Stated problem:
Everything from the line that holds "of the bicep." through the end of the data below should be output exactly, both ends included.

#####

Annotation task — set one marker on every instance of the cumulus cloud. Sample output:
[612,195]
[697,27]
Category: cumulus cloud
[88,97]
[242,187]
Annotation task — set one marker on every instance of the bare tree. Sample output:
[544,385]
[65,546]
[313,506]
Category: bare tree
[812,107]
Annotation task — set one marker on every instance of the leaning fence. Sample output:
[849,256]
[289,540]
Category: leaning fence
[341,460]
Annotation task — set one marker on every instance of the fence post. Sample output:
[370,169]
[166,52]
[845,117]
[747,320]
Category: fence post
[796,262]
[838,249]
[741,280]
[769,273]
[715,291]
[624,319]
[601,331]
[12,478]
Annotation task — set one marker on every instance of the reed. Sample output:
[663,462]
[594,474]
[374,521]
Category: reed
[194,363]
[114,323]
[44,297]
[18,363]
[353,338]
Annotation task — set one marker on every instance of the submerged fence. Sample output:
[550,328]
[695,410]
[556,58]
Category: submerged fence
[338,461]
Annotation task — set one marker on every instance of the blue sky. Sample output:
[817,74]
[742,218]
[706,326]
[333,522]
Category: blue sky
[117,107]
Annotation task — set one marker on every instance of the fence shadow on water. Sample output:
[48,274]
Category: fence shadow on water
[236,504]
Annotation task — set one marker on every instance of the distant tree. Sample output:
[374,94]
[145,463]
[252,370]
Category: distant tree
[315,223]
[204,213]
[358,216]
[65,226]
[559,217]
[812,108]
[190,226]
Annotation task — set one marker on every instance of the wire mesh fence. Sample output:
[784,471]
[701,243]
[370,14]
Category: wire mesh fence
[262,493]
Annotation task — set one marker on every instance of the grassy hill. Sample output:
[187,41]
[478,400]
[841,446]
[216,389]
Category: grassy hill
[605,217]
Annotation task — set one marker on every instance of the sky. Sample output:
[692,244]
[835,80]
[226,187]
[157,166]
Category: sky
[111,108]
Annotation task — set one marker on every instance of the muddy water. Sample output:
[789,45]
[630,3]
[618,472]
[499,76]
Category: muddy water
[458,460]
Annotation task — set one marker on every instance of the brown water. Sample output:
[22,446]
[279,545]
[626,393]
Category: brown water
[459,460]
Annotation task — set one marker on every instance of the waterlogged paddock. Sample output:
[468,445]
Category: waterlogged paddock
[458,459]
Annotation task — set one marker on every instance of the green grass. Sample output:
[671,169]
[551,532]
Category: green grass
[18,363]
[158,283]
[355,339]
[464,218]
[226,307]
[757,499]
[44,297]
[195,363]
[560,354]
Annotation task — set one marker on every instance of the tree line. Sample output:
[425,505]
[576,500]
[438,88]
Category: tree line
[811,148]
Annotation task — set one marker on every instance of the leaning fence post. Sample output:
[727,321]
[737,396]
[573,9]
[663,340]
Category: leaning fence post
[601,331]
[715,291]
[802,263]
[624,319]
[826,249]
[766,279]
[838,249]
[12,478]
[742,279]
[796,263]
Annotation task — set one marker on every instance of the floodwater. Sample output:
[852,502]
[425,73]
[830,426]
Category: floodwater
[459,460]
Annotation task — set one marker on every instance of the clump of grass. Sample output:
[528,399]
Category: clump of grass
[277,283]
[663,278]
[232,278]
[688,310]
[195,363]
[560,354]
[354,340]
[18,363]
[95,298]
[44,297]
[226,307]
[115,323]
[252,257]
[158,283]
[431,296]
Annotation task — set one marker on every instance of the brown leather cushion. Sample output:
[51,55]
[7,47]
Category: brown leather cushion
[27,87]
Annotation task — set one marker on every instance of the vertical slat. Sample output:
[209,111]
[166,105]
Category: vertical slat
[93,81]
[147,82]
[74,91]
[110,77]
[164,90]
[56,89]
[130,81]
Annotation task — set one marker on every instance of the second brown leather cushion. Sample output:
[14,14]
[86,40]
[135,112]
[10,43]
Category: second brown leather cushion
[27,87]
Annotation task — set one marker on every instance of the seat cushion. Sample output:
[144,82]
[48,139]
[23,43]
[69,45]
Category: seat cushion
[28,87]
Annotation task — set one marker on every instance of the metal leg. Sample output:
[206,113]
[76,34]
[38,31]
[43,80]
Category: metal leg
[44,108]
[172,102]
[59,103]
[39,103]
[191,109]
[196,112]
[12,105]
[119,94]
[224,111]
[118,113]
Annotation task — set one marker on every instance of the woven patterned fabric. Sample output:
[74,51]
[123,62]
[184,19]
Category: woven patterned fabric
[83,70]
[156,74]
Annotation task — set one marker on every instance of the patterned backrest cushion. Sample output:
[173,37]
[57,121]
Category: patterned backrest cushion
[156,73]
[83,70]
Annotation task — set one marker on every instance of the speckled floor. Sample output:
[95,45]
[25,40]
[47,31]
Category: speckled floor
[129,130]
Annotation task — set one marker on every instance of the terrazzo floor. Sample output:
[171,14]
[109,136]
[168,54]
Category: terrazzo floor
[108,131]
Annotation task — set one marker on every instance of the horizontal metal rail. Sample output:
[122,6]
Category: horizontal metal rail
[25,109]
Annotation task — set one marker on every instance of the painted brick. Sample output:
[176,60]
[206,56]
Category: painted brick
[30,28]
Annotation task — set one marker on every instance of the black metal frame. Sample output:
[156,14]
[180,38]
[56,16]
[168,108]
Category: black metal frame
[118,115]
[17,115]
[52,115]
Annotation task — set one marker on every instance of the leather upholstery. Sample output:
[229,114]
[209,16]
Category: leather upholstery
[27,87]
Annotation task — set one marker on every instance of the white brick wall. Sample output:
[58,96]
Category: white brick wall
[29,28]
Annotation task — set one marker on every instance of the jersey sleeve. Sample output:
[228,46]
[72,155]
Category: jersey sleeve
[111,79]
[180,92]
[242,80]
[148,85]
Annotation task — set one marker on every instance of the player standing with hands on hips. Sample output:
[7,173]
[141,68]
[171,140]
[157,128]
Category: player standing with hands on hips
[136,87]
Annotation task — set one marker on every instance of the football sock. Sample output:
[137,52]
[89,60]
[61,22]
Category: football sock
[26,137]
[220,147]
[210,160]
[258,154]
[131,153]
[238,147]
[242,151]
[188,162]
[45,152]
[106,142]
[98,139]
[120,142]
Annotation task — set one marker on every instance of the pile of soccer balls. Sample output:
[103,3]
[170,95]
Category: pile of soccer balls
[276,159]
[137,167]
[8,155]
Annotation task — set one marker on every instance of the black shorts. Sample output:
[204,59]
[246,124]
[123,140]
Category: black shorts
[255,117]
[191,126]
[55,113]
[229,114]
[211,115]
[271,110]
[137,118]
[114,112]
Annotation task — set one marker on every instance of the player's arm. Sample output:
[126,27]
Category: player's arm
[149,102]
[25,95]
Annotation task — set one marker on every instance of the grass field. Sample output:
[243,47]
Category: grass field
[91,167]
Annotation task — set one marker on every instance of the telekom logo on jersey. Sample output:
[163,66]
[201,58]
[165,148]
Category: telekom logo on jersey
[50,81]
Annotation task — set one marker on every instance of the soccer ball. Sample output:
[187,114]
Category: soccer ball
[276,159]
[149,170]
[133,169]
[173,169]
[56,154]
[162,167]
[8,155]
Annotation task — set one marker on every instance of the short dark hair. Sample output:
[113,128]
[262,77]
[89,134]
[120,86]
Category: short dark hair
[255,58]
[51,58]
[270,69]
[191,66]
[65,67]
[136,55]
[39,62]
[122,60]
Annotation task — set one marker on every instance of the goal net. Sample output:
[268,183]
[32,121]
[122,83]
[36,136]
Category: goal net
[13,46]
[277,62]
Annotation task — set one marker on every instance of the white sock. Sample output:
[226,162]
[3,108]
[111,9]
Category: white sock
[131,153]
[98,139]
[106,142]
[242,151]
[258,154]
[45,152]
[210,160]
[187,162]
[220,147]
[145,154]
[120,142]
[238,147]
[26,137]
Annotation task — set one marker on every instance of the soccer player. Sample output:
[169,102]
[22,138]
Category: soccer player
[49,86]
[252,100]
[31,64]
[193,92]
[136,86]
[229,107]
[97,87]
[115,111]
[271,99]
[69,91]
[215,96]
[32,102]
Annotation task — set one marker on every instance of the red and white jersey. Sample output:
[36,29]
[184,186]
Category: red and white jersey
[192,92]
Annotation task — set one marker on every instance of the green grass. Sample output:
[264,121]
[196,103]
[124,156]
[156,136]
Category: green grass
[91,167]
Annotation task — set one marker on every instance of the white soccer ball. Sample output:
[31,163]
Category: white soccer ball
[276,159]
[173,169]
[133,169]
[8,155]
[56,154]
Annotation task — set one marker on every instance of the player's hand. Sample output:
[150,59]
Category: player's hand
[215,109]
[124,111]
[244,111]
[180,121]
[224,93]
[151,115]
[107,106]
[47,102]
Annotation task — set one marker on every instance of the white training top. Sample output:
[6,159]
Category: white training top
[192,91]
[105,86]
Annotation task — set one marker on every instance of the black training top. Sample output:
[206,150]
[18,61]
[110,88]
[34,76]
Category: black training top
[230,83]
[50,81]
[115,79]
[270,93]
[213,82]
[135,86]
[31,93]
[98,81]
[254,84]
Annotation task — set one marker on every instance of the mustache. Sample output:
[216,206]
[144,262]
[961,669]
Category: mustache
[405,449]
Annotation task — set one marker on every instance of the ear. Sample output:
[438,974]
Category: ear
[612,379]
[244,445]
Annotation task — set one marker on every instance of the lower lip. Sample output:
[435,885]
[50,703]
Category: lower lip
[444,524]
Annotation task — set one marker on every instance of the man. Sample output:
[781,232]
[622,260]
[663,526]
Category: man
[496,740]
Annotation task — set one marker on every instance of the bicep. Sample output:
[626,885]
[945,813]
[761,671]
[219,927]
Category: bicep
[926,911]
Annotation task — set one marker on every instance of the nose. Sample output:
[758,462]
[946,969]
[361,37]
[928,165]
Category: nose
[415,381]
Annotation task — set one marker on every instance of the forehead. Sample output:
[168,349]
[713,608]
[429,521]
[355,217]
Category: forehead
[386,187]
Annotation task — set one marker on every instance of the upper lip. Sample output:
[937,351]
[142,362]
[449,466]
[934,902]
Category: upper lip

#####

Completed task:
Annotation task — set one marker on every instance of the bicep. Sample output:
[626,885]
[945,813]
[761,671]
[219,927]
Category: bicep
[926,911]
Annotation task — set one marker on every instance of the nose. Sample output:
[758,462]
[946,969]
[361,37]
[928,165]
Category: nose
[415,381]
Annotation task — set one marker on every instance of the forehead. Sample output:
[168,349]
[713,608]
[429,521]
[355,217]
Category: forehead
[386,187]
Annotation task — set one marker on every instance of the upper lip. Sample output:
[937,351]
[142,362]
[449,466]
[934,902]
Category: upper lip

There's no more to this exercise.